(Shape labeling data)

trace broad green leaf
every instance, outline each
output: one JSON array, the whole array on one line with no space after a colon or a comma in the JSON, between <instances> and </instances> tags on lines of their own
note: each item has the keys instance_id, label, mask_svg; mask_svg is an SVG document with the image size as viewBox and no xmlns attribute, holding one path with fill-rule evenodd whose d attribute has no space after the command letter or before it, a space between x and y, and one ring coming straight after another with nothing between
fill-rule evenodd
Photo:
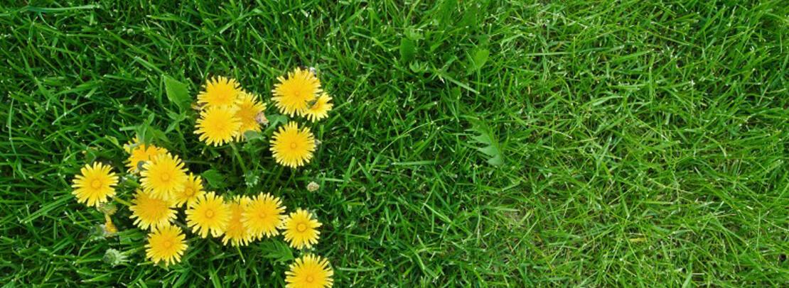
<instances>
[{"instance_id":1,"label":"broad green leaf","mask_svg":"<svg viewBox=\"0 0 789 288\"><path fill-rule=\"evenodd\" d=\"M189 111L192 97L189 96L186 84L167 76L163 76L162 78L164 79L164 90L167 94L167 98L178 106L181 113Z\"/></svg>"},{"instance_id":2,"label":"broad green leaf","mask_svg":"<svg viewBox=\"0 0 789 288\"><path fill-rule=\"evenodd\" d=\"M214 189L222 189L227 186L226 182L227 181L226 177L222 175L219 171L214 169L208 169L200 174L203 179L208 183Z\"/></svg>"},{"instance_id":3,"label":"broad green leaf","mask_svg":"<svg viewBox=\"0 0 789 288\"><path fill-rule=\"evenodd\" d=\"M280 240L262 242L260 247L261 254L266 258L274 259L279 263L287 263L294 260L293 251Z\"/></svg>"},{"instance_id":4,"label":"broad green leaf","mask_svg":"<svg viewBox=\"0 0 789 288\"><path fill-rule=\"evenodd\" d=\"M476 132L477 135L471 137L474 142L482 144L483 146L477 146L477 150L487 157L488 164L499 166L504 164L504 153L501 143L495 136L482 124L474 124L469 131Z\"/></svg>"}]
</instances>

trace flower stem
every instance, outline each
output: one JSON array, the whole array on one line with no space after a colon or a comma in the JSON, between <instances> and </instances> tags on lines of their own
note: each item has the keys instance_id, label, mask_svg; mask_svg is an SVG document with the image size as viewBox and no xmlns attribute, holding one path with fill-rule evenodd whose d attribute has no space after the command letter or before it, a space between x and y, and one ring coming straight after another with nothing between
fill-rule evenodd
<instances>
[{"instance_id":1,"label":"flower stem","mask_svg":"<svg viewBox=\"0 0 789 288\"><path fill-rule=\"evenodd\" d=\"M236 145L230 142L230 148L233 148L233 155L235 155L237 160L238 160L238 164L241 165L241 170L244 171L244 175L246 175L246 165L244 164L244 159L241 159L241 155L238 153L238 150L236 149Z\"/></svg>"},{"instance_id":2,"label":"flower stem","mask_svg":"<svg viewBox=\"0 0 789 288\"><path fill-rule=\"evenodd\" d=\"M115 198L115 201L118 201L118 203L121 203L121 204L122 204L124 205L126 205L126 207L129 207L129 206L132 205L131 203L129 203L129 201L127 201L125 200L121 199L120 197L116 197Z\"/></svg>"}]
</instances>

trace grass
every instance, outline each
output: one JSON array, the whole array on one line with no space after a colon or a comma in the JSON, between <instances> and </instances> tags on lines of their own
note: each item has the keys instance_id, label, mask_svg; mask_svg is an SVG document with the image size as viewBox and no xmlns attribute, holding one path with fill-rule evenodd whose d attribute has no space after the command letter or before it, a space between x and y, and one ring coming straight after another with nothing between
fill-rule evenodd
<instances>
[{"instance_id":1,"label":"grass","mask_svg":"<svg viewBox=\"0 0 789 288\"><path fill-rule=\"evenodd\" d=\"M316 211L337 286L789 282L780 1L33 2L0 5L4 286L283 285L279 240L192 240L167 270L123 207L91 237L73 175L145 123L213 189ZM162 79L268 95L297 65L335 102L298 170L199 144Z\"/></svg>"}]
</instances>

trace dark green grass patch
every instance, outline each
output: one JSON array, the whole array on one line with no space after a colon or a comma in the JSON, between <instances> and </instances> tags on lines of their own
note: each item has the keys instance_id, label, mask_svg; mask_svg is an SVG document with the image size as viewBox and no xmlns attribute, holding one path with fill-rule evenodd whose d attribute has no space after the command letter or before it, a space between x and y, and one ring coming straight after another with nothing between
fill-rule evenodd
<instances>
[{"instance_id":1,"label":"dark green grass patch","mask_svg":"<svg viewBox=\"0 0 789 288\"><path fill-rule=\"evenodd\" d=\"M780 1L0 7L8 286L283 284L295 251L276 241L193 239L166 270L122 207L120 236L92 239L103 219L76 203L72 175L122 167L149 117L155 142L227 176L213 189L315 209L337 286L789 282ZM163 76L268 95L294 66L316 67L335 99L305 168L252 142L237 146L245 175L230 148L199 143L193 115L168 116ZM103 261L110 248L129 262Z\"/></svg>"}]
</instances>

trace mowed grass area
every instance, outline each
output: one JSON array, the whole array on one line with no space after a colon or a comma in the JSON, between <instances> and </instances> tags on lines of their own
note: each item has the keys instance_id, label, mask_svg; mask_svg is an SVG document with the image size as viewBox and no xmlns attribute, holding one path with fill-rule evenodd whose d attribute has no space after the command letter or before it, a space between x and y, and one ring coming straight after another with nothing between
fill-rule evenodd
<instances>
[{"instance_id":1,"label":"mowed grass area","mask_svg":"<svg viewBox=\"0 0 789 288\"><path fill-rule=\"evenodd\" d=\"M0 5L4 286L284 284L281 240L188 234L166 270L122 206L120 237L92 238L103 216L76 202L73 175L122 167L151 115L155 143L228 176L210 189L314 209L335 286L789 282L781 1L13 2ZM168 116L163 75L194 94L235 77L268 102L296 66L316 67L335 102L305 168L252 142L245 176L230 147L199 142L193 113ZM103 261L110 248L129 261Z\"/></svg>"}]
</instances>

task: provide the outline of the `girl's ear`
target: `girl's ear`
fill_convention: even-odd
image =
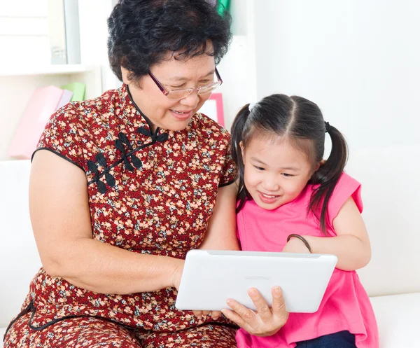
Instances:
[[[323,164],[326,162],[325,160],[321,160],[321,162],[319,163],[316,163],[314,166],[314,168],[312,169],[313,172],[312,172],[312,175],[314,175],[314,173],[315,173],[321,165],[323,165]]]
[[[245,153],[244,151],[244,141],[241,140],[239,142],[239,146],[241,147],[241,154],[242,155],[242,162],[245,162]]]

_WRITTEN INSTRUCTION_
Repeat all of the data above word for word, but leave the pictures out.

_THE REPLY_
trace broad green leaf
every instance, outline each
output: one JSON array, the whole array on one line with no space after a colon or a comma in the JSON, between <instances> and </instances> tags on lines of their own
note: each item has the keys instance_id, label, mask_svg; mask_svg is an SVG document with the image size as viewBox and no xmlns attribute, holding one path with fill-rule evenodd whose d attribute has no space after the command letter or before it, a space between x and y, and one ring coming straight after another with nothing between
fill-rule evenodd
Photo:
<instances>
[{"instance_id":1,"label":"broad green leaf","mask_svg":"<svg viewBox=\"0 0 789 288\"><path fill-rule=\"evenodd\" d=\"M189 111L192 97L189 96L186 84L167 76L163 76L162 78L164 79L164 90L167 94L167 98L178 106L181 113Z\"/></svg>"},{"instance_id":2,"label":"broad green leaf","mask_svg":"<svg viewBox=\"0 0 789 288\"><path fill-rule=\"evenodd\" d=\"M214 189L222 189L227 186L226 182L227 181L226 177L222 175L219 171L214 169L208 169L200 174L203 179L208 183Z\"/></svg>"},{"instance_id":3,"label":"broad green leaf","mask_svg":"<svg viewBox=\"0 0 789 288\"><path fill-rule=\"evenodd\" d=\"M280 240L262 242L260 247L261 254L266 258L274 259L279 263L287 263L294 260L293 251Z\"/></svg>"},{"instance_id":4,"label":"broad green leaf","mask_svg":"<svg viewBox=\"0 0 789 288\"><path fill-rule=\"evenodd\" d=\"M476 132L477 135L471 137L474 142L482 144L483 146L477 146L477 150L487 157L488 164L499 166L504 164L504 153L501 143L495 136L482 124L474 124L469 131Z\"/></svg>"}]
</instances>

trace flower stem
every instance, outline each
output: one JSON array, the whole array on one line with no space after a colon or a comma in the JSON, between <instances> and </instances> tags on lines of their own
note: each item has the keys instance_id, label, mask_svg; mask_svg is an SVG document with the image size as viewBox and no xmlns attribute, holding one path with fill-rule evenodd whose d attribute has no space after the command letter or before it, a space between x and y, and one ring coming straight after another with nothing between
fill-rule evenodd
<instances>
[{"instance_id":1,"label":"flower stem","mask_svg":"<svg viewBox=\"0 0 789 288\"><path fill-rule=\"evenodd\" d=\"M236 145L230 142L230 148L233 148L233 155L235 155L237 160L238 160L238 164L241 165L241 170L244 171L244 175L246 175L246 165L244 164L244 159L241 159L241 155L238 153L238 150L236 149Z\"/></svg>"},{"instance_id":2,"label":"flower stem","mask_svg":"<svg viewBox=\"0 0 789 288\"><path fill-rule=\"evenodd\" d=\"M115 198L115 201L118 201L118 203L121 203L121 204L122 204L124 205L126 205L126 207L129 207L129 206L132 205L131 203L129 203L129 201L127 201L125 200L121 199L120 197L116 197Z\"/></svg>"}]
</instances>

trace grass
every instance, outline each
output: one JSON array, the whole array on one line with no space after a colon or a comma in the JSON, between <instances> and </instances> tags on lines of their own
note: each item has the keys instance_id, label, mask_svg; mask_svg is an SVG document with the image size as viewBox and no xmlns attribute, holding one path with fill-rule evenodd whose d attribute has no space after the command letter or before it, a space between x and y, and one ring coming straight after another with nothing between
fill-rule evenodd
<instances>
[{"instance_id":1,"label":"grass","mask_svg":"<svg viewBox=\"0 0 789 288\"><path fill-rule=\"evenodd\" d=\"M316 211L337 286L789 282L780 1L33 2L0 5L4 286L283 285L279 240L192 240L167 270L123 207L91 237L73 175L145 123L213 189ZM162 79L268 95L297 65L335 102L298 170L199 144Z\"/></svg>"}]
</instances>

trace dark green grass patch
every instance, outline each
output: one JSON array, the whole array on one line with no space after a colon or a comma in the JSON, between <instances> and </instances> tags on lines of their own
note: each item has the keys instance_id, label, mask_svg; mask_svg is an SVG document with the image size as viewBox and no xmlns attribute, holding one path with fill-rule evenodd whose d attribute has no space after the command letter or before it, a space between x and y, and one ring coming straight after another with nothing between
fill-rule evenodd
<instances>
[{"instance_id":1,"label":"dark green grass patch","mask_svg":"<svg viewBox=\"0 0 789 288\"><path fill-rule=\"evenodd\" d=\"M780 1L0 7L8 286L283 284L295 251L276 241L193 239L166 270L122 207L120 236L92 239L103 219L76 203L72 175L122 167L149 117L155 142L227 176L213 189L315 209L337 286L789 282ZM163 76L268 95L294 66L316 67L335 99L305 168L252 142L237 146L245 175L230 148L199 143L193 115L168 116ZM103 261L110 248L129 262Z\"/></svg>"}]
</instances>

trace mowed grass area
every instance, outline each
output: one JSON array, the whole array on one line with no space after a colon or a comma in the JSON, between <instances> and </instances> tags on lines of their own
note: each item has the keys instance_id, label, mask_svg; mask_svg is an SVG document with the image size as viewBox and no xmlns attribute, holding one path with fill-rule evenodd whose d attribute has no space after the command letter or before it, a space between x and y, and one ring coming straight after another with nothing between
fill-rule evenodd
<instances>
[{"instance_id":1,"label":"mowed grass area","mask_svg":"<svg viewBox=\"0 0 789 288\"><path fill-rule=\"evenodd\" d=\"M0 5L4 286L284 284L281 240L188 234L166 270L122 206L120 237L92 238L103 216L76 202L73 175L122 167L151 115L155 143L228 176L210 189L314 209L335 286L789 282L781 1L13 2ZM168 116L163 75L194 94L235 77L268 102L296 66L316 67L335 102L305 168L252 142L245 176L230 147L199 142L193 113ZM103 261L110 248L129 261Z\"/></svg>"}]
</instances>

task: provide the outline of the `girl's ear`
target: `girl's ear`
fill_convention: even-odd
image =
Instances:
[[[323,164],[326,162],[325,160],[321,160],[321,162],[319,163],[316,163],[314,166],[314,168],[312,169],[313,172],[312,172],[312,175],[314,175],[314,173],[315,173],[321,165],[323,165]]]
[[[245,153],[244,151],[244,141],[241,140],[239,142],[239,146],[241,147],[241,154],[242,155],[242,162],[245,162]]]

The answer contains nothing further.